- DIRECTIONS -
Rescale the material from the line that contains "Point to the building" through the last line, both included. Repeat every line, keeping the requests unchanged, but multiply each answer coordinate by 1.35 and round it to a whole number, with halves rounded up. Return only those lines.
** Start DATA EXTRACT **
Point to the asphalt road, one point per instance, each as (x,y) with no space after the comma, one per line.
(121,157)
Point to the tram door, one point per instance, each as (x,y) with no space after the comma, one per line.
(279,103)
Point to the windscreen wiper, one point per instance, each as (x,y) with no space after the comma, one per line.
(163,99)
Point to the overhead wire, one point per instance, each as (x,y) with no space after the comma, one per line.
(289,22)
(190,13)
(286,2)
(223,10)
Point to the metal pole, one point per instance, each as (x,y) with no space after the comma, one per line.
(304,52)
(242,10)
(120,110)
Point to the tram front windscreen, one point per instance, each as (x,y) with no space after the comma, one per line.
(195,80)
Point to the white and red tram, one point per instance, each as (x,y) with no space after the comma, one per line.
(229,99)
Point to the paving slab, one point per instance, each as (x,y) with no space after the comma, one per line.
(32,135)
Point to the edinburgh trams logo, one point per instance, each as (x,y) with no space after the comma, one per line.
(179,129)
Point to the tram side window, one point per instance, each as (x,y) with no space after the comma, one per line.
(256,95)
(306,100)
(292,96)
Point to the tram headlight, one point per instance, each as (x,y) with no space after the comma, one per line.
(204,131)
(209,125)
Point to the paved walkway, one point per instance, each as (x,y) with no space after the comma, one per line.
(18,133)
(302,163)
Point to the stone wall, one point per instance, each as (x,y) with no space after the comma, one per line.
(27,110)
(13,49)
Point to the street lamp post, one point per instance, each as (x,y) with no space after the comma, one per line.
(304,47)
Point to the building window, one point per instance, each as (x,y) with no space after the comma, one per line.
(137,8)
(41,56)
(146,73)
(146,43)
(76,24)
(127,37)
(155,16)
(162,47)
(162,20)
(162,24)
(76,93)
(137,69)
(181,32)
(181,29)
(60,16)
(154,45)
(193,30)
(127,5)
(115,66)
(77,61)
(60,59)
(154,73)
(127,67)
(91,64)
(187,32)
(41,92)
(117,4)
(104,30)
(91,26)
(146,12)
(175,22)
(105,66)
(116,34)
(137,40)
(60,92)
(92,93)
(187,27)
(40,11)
** End DATA EXTRACT **
- THE OUTPUT -
Point to the building window, one point per instance, each as (x,y) with no space after the comma, one per line.
(185,11)
(55,76)
(197,99)
(197,58)
(103,32)
(171,50)
(209,22)
(219,63)
(219,27)
(219,32)
(103,126)
(185,93)
(244,43)
(244,39)
(81,22)
(208,61)
(261,41)
(171,7)
(155,89)
(104,82)
(81,80)
(208,99)
(171,90)
(123,86)
(252,43)
(55,124)
(158,5)
(140,41)
(123,35)
(197,16)
(236,30)
(142,89)
(157,46)
(185,54)
(81,124)
(124,126)
(252,36)
(54,15)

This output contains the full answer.